--- Input material ---

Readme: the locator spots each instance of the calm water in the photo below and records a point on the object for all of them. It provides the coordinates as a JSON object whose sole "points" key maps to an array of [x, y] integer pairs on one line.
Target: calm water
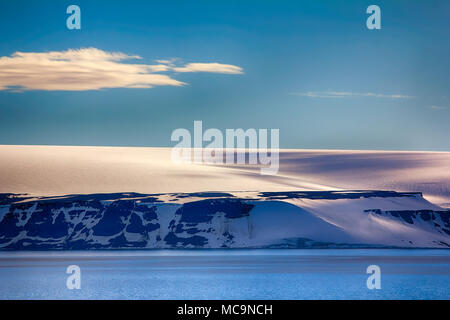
{"points": [[222, 274]]}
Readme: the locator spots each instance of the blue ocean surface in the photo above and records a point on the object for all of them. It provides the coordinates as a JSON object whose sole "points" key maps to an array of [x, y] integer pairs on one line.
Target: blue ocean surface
{"points": [[227, 274]]}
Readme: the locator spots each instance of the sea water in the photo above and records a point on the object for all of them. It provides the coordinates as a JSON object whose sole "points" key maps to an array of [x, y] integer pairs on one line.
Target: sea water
{"points": [[227, 274]]}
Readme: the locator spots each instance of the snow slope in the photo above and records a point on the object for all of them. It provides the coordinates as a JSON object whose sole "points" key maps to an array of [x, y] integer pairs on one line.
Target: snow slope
{"points": [[52, 170], [138, 198]]}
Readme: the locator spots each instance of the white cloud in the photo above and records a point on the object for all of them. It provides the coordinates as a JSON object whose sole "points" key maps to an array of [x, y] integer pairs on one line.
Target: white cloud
{"points": [[336, 94], [438, 107], [209, 67], [91, 69]]}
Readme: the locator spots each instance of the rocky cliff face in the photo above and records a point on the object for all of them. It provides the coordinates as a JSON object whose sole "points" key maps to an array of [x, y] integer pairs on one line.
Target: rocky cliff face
{"points": [[218, 220]]}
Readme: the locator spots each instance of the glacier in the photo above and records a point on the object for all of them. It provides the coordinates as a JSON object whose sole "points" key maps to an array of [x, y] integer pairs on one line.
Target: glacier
{"points": [[296, 219]]}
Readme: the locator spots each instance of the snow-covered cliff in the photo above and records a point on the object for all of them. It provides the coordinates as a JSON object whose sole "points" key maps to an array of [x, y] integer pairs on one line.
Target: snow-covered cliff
{"points": [[218, 220]]}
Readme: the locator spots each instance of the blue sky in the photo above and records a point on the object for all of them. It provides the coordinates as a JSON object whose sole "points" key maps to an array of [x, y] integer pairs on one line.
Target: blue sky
{"points": [[309, 68]]}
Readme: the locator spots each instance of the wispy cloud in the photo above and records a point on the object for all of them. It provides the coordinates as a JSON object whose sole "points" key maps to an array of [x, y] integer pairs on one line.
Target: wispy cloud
{"points": [[209, 67], [340, 94], [438, 107], [93, 69]]}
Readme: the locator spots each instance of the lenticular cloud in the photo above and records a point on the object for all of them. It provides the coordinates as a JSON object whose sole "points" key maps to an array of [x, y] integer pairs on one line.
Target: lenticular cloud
{"points": [[91, 69]]}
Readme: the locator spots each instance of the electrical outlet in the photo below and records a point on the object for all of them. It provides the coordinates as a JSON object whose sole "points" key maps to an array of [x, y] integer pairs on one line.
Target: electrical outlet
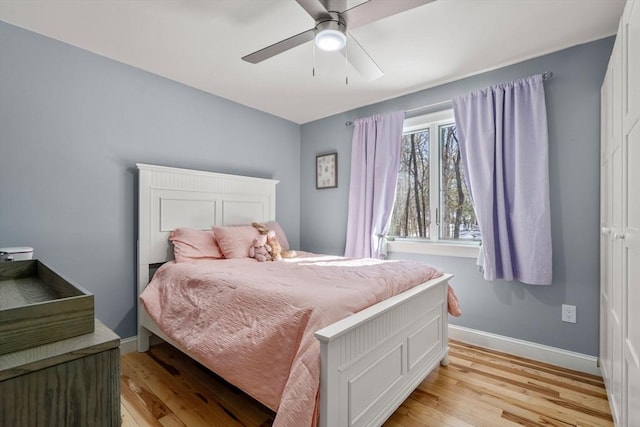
{"points": [[569, 313]]}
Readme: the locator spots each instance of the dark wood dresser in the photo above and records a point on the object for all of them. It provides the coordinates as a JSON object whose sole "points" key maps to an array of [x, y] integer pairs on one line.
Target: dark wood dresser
{"points": [[69, 383]]}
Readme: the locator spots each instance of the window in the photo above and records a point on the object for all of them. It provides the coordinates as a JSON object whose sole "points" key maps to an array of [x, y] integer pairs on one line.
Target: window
{"points": [[432, 201]]}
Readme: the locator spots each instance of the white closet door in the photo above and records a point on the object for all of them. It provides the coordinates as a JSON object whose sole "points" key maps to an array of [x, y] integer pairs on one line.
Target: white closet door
{"points": [[616, 294], [631, 220]]}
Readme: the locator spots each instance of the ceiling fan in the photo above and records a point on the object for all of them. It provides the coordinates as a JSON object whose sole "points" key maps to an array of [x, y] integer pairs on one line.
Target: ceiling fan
{"points": [[333, 20]]}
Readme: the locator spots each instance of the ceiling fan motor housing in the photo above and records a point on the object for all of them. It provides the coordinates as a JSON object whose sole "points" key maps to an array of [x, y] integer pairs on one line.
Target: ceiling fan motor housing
{"points": [[331, 33]]}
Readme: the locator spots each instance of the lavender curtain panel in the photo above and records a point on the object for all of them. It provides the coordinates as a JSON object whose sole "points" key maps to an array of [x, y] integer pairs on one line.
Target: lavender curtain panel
{"points": [[504, 148], [375, 160]]}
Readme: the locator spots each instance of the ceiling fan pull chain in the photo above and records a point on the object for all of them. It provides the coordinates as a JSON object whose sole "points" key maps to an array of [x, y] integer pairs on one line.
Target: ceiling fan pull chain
{"points": [[346, 63], [313, 72]]}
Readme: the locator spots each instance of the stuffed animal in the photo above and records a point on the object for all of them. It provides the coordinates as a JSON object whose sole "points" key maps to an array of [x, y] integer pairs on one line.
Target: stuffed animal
{"points": [[260, 249], [276, 252]]}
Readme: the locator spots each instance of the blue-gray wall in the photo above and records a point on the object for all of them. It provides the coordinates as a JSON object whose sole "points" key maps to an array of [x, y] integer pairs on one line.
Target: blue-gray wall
{"points": [[506, 308], [72, 127]]}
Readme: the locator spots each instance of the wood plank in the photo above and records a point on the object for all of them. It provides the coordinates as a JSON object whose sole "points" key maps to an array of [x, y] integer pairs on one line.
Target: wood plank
{"points": [[479, 388]]}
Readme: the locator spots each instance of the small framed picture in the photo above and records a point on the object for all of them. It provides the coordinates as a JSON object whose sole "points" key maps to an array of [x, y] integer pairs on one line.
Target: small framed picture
{"points": [[327, 171]]}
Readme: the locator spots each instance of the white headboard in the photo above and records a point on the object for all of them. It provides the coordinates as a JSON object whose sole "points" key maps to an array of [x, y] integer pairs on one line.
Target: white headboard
{"points": [[169, 198]]}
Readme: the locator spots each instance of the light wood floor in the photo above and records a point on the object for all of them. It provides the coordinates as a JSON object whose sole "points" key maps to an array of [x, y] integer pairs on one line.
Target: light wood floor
{"points": [[479, 388]]}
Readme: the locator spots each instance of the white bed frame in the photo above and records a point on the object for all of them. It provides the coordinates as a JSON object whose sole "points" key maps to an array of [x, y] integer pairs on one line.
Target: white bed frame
{"points": [[370, 361]]}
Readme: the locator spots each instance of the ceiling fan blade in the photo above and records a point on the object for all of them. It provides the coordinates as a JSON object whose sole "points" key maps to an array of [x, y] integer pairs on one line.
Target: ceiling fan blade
{"points": [[360, 60], [377, 9], [316, 8], [281, 46]]}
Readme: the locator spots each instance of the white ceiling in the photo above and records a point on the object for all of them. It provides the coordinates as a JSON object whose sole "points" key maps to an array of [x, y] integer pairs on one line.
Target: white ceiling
{"points": [[200, 43]]}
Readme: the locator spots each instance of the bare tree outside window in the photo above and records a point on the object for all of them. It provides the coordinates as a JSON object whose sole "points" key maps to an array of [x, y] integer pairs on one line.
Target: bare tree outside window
{"points": [[432, 201], [458, 218], [411, 210]]}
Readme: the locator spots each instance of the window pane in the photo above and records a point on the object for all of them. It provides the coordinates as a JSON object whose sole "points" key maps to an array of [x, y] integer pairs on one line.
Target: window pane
{"points": [[457, 220], [411, 210]]}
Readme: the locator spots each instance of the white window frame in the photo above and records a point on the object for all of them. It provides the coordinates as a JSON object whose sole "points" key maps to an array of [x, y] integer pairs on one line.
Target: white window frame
{"points": [[434, 245]]}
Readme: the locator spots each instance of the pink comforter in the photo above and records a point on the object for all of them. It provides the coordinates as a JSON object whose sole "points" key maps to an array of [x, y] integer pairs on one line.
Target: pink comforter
{"points": [[253, 323]]}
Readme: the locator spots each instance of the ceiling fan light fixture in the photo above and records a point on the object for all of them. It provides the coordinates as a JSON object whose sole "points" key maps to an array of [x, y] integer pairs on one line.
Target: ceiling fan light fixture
{"points": [[330, 36]]}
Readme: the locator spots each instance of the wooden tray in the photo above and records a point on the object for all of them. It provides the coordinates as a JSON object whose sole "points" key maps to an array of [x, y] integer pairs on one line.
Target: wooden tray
{"points": [[37, 306]]}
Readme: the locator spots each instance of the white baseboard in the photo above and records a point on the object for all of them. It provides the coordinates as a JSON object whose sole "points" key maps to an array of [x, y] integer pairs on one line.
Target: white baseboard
{"points": [[128, 345], [555, 356], [552, 355]]}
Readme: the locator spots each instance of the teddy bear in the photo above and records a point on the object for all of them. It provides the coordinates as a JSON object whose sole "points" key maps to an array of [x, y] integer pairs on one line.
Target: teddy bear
{"points": [[260, 249], [276, 252]]}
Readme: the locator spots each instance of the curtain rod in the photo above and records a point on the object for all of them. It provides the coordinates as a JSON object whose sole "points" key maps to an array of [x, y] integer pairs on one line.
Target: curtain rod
{"points": [[545, 76]]}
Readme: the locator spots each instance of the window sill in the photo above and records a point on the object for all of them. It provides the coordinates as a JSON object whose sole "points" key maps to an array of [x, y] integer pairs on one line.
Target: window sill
{"points": [[429, 248]]}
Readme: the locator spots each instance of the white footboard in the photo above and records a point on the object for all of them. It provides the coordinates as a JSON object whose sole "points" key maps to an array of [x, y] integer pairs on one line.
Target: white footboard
{"points": [[373, 360]]}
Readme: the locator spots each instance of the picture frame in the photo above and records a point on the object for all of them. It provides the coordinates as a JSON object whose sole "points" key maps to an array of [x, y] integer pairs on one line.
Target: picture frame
{"points": [[326, 171]]}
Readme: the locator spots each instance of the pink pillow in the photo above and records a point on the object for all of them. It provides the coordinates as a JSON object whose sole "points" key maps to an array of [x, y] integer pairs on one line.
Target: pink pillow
{"points": [[191, 243], [235, 241], [282, 238]]}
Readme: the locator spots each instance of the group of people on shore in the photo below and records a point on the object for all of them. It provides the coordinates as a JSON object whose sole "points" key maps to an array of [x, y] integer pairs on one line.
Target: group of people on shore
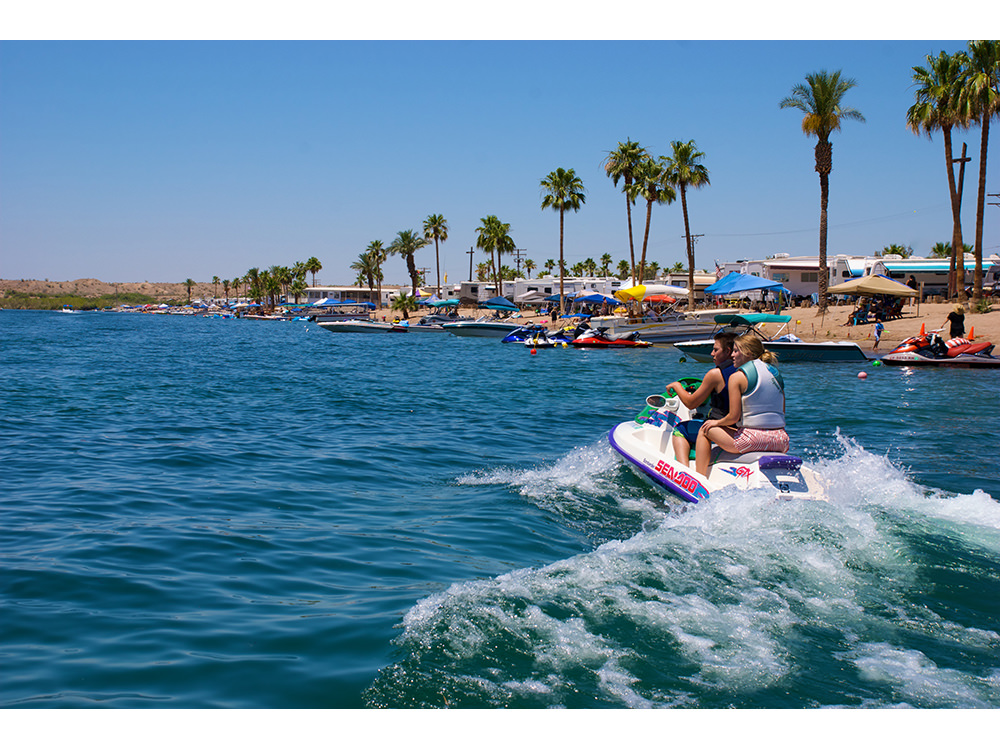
{"points": [[747, 399]]}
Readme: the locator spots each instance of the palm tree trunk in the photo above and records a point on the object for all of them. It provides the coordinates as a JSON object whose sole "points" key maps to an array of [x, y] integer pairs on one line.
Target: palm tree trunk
{"points": [[823, 276], [957, 246], [645, 242], [631, 244], [690, 248], [977, 279], [562, 299]]}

---

(Prompt): For the material above, state the number of lines that include the word "below". Leave out everything else.

(Solution to the exercise): 3